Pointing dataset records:
************

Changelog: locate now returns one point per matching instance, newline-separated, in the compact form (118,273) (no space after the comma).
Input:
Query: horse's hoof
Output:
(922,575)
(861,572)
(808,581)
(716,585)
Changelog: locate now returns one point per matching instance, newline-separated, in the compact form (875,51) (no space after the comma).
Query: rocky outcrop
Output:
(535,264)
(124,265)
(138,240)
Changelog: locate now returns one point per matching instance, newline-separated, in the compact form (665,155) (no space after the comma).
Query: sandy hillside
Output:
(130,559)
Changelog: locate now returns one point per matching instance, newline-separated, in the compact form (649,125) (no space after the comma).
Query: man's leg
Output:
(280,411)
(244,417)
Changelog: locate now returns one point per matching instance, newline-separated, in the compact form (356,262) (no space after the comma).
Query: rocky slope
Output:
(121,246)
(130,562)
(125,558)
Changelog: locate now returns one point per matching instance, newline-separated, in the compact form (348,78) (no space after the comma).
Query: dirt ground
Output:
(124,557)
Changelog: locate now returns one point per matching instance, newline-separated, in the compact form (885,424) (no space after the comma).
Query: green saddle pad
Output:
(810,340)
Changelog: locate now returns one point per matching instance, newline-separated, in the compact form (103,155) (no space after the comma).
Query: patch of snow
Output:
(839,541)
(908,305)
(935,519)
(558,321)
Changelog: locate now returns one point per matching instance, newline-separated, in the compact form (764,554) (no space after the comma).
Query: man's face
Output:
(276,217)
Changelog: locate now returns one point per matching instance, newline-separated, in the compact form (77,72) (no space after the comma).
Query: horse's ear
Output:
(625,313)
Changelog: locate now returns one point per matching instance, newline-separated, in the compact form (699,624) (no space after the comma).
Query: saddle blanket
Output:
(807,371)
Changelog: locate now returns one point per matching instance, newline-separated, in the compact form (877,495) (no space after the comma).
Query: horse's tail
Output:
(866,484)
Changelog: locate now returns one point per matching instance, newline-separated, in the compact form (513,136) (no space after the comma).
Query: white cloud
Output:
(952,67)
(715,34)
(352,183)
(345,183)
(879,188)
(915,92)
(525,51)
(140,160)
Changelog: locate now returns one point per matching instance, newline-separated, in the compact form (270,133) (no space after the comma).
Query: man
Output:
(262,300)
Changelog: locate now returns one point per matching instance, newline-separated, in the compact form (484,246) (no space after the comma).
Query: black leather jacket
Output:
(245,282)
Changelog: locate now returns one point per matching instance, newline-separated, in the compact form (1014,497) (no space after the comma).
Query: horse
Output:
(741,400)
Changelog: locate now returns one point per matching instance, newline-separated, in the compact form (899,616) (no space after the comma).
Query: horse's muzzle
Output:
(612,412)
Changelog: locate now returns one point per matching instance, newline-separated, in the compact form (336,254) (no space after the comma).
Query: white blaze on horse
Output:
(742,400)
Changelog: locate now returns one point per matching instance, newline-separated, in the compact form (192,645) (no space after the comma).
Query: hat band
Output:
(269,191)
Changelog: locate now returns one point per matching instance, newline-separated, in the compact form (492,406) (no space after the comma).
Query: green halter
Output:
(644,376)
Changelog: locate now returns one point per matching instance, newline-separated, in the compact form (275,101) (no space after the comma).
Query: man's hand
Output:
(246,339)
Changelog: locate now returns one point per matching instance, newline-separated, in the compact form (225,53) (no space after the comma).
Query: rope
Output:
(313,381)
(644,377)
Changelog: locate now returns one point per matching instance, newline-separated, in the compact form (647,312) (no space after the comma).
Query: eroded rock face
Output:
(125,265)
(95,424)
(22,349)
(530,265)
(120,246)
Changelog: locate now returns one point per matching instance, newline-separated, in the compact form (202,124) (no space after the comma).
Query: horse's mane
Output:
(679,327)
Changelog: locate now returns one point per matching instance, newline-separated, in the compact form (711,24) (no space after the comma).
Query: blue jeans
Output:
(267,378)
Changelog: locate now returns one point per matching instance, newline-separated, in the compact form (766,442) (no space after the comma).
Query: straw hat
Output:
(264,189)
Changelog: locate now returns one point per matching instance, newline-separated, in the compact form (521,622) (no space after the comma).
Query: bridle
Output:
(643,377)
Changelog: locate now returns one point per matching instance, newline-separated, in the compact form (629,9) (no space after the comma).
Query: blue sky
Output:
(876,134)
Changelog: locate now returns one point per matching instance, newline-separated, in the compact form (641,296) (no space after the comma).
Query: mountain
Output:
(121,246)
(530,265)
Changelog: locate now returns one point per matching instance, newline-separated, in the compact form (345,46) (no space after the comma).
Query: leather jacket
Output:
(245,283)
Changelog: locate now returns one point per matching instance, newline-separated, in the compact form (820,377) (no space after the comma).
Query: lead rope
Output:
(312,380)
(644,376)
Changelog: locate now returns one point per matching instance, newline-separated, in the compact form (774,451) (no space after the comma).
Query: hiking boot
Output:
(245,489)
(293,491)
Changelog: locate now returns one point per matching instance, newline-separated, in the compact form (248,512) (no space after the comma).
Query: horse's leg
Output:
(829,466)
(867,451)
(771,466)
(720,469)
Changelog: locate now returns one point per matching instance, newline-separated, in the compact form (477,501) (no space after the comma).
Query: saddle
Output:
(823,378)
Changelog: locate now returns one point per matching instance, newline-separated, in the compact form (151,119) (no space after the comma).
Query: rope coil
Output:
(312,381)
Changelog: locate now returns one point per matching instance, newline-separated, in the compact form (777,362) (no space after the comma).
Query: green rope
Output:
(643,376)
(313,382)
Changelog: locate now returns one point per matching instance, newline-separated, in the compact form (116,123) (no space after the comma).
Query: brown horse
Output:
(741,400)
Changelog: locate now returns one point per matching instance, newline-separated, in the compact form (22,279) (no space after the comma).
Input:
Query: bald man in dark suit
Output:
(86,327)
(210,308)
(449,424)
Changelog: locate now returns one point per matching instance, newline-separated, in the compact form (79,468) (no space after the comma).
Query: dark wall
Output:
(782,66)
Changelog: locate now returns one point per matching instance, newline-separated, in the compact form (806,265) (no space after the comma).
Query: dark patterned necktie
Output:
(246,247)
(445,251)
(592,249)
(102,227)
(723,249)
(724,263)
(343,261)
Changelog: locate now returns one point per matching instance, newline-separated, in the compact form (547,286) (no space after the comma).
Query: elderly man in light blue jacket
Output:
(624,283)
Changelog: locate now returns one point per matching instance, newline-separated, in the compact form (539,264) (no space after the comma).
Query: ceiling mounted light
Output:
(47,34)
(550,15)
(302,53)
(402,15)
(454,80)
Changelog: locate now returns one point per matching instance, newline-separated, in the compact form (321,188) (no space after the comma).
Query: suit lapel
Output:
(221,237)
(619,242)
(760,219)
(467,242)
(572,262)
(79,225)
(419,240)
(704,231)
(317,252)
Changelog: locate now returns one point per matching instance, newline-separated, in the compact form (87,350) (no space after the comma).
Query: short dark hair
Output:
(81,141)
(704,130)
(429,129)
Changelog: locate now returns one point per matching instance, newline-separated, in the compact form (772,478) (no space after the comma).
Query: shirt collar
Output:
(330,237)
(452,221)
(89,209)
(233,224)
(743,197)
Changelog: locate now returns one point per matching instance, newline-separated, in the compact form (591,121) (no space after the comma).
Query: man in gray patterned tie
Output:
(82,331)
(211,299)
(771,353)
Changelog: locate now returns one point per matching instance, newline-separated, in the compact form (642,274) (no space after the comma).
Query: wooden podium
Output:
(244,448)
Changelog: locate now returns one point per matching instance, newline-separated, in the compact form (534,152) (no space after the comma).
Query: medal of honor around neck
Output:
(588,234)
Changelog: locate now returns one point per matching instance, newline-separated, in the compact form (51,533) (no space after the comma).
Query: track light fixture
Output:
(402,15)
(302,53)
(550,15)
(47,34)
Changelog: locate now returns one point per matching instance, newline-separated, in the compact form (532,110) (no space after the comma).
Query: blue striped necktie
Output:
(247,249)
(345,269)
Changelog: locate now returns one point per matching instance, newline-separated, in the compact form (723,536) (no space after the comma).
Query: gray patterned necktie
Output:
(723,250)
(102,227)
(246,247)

************

*Exercise brief:*
Exactly reproduce the lines from the one containing "(51,533) (no space after the comma)." through the end of the records, and only those lines.

*Output for this task:*
Changelog: locate now returns one point per matching instance, newline-separated, in the compact form (51,533) (no space after the comma).
Query: track light fixture
Output:
(402,15)
(302,53)
(550,15)
(47,34)
Changelog: locate now returns one point per matching instance, newline-separated, in the compact form (532,110) (no space after the comma).
Query: blue striped necktie
Output:
(247,249)
(345,269)
Changelog: locate now returns one point per matching instance, newline-separated, in the compact form (723,536) (no space after the comma).
Query: gray patterned necktie
Output:
(723,250)
(102,227)
(246,247)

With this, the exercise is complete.